▶ [WHAT THIS TASK INVOLVES]:
Take the data below and extract the lines from the one with "Put a marker on every instance of the wooden" to the one with "Put a marker on every instance of the roof", inclusive, exactly as written.

▶ [MATERIALS PROVIDED]:
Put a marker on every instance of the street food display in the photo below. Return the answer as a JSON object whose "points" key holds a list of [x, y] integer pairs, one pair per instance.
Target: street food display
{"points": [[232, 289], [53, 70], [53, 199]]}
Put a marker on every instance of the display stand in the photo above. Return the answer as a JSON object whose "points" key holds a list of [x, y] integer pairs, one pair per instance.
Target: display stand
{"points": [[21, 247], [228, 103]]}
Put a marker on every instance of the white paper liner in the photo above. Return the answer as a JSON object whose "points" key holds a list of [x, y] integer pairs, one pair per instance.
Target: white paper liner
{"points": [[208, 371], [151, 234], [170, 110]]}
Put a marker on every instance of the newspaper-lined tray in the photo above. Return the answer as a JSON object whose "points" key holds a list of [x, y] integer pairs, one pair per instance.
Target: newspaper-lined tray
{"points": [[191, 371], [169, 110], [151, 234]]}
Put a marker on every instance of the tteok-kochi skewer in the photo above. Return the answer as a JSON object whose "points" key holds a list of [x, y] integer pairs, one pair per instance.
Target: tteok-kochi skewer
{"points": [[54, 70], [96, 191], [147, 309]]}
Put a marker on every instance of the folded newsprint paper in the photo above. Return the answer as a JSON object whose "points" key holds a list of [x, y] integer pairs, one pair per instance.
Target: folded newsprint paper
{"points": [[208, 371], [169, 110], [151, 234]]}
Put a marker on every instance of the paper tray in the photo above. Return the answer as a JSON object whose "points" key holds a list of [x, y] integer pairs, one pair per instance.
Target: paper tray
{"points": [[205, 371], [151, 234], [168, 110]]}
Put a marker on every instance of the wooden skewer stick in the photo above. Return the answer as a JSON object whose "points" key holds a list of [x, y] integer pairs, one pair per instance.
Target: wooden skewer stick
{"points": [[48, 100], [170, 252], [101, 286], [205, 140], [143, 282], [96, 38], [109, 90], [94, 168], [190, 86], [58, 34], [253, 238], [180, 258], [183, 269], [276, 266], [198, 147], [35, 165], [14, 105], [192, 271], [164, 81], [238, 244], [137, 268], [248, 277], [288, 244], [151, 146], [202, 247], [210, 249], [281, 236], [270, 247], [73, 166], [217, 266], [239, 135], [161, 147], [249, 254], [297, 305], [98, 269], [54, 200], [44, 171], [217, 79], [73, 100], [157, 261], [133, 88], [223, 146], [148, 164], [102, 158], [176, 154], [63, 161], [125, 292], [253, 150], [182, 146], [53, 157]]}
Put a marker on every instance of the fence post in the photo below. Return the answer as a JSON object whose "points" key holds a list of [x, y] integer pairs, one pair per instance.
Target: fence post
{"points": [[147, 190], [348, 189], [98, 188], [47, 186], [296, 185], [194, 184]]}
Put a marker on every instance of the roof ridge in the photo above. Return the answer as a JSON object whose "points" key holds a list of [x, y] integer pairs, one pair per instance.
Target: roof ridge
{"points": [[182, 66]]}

==

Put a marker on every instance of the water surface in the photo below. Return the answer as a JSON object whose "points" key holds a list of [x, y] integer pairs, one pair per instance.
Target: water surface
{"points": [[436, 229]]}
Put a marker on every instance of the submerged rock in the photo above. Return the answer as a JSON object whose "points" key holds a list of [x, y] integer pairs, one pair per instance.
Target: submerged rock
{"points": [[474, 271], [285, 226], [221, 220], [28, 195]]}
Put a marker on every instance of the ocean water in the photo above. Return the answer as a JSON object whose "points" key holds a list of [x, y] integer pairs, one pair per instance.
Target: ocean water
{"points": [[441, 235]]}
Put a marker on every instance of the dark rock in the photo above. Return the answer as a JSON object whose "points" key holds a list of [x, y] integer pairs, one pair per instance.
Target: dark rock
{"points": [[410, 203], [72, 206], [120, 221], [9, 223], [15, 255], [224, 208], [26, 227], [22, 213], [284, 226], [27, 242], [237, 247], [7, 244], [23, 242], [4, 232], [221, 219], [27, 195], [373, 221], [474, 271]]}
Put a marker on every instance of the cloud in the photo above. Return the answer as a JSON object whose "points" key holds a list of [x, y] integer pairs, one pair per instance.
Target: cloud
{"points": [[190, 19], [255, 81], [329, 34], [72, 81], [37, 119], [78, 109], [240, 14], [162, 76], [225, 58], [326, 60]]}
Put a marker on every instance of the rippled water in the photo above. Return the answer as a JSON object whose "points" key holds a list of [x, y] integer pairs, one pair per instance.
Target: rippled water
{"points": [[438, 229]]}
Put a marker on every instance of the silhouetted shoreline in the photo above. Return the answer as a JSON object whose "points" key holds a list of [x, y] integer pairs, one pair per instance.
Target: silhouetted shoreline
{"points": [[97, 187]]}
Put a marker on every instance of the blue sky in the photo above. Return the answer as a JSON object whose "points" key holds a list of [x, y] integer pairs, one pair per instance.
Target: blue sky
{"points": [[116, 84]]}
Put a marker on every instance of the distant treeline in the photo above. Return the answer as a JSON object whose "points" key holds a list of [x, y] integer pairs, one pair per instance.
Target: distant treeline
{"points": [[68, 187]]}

▶ [TASK OUTPUT]:
Put a marker on every instance of the wooden skewer stick in the photo above. Return the answer as a JSON object whose "points" key holds a list of [x, y] integer pairs, one pair per instance.
Target: wooden skewer stick
{"points": [[48, 100], [170, 252], [101, 286], [205, 140], [143, 282], [96, 38], [109, 90], [94, 168], [190, 86], [58, 34], [253, 238], [180, 258], [183, 269], [276, 266], [198, 147], [35, 165], [14, 105], [192, 271], [164, 81], [238, 244], [137, 268], [248, 277], [288, 244], [151, 146], [202, 247], [210, 249], [281, 236], [270, 247], [73, 166], [217, 266], [239, 135], [161, 147], [249, 254], [297, 305], [98, 269], [54, 200], [44, 171], [217, 79], [73, 100], [157, 261], [133, 88], [223, 146], [148, 164], [102, 158], [176, 154], [63, 161], [125, 292], [253, 150], [182, 146], [53, 157]]}
Put a marker on every instance of the fence post in the photo below. Return the answer as a JSON object whose "points" key holds a list of [x, y] integer pairs, one pair per instance.
Target: fence post
{"points": [[147, 190], [348, 189], [98, 188], [47, 186], [296, 185], [194, 184]]}
Put a marker on every instance of the roof ridge in the photo above. Return the answer as a JSON object whose "points" key holds a list of [x, y] integer pairs, one pair per instance.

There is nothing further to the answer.